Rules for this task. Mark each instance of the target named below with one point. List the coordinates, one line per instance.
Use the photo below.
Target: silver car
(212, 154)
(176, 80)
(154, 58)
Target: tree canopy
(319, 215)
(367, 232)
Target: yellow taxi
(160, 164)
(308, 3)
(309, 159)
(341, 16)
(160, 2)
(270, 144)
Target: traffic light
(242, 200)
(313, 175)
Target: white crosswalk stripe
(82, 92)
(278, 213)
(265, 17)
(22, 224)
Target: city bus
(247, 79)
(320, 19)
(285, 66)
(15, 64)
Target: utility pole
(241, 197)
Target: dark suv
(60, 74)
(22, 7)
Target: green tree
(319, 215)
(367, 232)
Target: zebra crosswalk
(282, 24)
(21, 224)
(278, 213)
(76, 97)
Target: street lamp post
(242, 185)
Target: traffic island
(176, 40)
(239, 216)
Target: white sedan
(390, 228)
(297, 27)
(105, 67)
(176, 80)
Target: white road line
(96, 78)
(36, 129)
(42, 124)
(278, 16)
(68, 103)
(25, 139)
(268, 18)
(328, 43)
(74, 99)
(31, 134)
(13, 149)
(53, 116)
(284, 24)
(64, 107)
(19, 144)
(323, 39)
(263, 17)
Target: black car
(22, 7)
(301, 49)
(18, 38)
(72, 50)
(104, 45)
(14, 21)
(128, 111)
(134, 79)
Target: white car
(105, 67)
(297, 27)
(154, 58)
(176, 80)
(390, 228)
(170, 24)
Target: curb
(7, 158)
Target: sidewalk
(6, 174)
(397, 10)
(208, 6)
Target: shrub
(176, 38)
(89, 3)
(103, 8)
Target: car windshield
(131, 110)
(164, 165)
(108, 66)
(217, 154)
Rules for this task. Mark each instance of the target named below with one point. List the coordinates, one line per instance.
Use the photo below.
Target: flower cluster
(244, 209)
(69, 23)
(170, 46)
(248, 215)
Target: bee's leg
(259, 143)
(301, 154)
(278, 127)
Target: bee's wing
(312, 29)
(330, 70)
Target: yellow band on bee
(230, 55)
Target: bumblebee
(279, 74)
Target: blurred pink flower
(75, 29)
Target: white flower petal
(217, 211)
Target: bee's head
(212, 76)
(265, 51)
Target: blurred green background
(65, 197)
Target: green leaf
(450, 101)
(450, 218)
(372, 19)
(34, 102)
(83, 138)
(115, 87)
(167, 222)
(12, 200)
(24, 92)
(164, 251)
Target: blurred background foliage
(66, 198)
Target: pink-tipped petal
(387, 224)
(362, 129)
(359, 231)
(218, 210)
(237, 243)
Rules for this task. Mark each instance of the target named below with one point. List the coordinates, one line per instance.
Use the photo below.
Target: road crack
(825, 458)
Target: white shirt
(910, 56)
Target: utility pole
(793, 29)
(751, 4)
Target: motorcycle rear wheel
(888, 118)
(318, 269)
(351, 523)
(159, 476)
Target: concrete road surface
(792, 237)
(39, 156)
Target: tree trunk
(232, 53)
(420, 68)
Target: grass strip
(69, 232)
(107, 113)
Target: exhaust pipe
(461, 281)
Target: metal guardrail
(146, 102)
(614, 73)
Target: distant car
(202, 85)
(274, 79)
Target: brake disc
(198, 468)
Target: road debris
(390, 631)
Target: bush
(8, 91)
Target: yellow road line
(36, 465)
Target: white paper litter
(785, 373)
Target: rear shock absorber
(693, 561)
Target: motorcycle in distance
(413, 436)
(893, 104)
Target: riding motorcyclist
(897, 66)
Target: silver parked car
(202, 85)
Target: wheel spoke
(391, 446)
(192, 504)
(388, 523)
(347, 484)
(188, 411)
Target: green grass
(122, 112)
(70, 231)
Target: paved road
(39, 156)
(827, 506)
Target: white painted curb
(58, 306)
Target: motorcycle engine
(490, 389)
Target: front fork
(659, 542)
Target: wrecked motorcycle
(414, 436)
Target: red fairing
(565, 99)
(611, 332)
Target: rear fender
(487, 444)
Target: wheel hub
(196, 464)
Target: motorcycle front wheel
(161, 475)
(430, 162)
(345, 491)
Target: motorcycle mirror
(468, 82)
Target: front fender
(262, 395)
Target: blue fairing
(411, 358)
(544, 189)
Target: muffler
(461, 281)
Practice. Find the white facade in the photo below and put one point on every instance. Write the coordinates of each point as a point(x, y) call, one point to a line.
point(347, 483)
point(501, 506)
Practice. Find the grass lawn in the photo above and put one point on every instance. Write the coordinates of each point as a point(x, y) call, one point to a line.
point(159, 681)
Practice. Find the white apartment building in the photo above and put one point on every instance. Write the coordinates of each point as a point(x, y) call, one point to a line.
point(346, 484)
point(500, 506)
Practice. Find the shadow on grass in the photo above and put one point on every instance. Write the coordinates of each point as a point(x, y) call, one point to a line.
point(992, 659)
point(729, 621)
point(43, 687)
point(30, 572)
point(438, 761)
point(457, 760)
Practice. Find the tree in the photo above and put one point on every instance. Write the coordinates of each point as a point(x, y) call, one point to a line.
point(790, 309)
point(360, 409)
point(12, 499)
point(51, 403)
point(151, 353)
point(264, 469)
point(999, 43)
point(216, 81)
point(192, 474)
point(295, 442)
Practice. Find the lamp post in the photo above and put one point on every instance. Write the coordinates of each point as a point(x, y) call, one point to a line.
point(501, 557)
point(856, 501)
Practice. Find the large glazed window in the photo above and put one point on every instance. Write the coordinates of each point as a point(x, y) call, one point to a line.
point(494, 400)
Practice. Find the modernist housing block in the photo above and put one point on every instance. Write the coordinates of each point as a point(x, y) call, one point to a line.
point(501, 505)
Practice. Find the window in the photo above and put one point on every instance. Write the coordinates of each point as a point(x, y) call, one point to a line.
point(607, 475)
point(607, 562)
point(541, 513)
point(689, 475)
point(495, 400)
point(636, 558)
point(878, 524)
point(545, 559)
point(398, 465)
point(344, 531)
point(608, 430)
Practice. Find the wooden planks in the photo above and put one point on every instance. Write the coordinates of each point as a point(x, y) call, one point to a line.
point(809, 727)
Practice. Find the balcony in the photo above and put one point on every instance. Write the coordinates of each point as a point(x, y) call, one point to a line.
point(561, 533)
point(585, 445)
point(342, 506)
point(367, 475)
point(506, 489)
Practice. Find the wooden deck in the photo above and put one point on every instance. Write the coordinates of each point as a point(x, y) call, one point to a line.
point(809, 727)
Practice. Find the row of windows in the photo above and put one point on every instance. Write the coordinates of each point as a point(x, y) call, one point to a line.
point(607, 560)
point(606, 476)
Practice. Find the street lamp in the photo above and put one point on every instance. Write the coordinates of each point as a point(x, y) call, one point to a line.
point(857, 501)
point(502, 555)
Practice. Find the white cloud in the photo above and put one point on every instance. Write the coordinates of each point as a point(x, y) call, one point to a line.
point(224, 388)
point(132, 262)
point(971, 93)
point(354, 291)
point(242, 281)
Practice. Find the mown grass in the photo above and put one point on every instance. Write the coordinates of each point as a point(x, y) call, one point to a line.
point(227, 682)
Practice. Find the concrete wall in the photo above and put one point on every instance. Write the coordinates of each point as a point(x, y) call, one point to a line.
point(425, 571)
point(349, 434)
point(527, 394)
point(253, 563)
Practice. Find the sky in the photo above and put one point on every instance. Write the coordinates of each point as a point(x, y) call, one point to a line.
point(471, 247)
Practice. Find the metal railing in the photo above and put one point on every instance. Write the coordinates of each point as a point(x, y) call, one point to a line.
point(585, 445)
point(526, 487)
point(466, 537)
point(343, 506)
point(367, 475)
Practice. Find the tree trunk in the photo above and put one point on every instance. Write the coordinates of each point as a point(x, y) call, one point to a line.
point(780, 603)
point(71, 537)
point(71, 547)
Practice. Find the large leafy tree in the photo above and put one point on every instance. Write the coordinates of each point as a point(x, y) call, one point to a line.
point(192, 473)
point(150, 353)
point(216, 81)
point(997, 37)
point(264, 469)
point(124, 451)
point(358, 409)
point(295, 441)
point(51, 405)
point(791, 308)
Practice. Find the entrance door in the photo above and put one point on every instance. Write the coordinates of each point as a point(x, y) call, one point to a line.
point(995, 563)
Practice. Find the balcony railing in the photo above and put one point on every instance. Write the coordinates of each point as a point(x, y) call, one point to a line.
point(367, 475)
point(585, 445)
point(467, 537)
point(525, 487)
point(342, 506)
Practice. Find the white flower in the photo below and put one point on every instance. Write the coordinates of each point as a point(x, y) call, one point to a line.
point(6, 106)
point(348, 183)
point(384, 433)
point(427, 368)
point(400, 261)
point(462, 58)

:: Task requirements ::
Return, word for word, the lines from the one containing "Practice. Find the large leafy" through the end of the data above, both ends included, and nothing else.

:: Answer space ::
Practice. Find the large leafy tree in the photo above and put one point on every instance. Write the coordinates of each point as a point(x, y) call, one point to a line.
point(192, 473)
point(150, 353)
point(216, 81)
point(997, 37)
point(264, 469)
point(124, 451)
point(358, 409)
point(295, 441)
point(51, 405)
point(791, 308)
Practice. Find the entrance door in the photo above and put one point on every instance. Write the coordinates of each point as a point(x, y) call, one point to a line.
point(995, 563)
Practice. Find the balcony railing in the photo above and put one point on every instance. Write the coordinates of each point as a point(x, y) call, one point to a line.
point(367, 475)
point(585, 445)
point(467, 537)
point(525, 487)
point(342, 506)
Practice. Find the white flower in the photo below and put one point on every instance. Write the coordinates of each point as a point(x, y) call, one point to a line.
point(6, 106)
point(348, 183)
point(384, 433)
point(427, 368)
point(400, 261)
point(462, 58)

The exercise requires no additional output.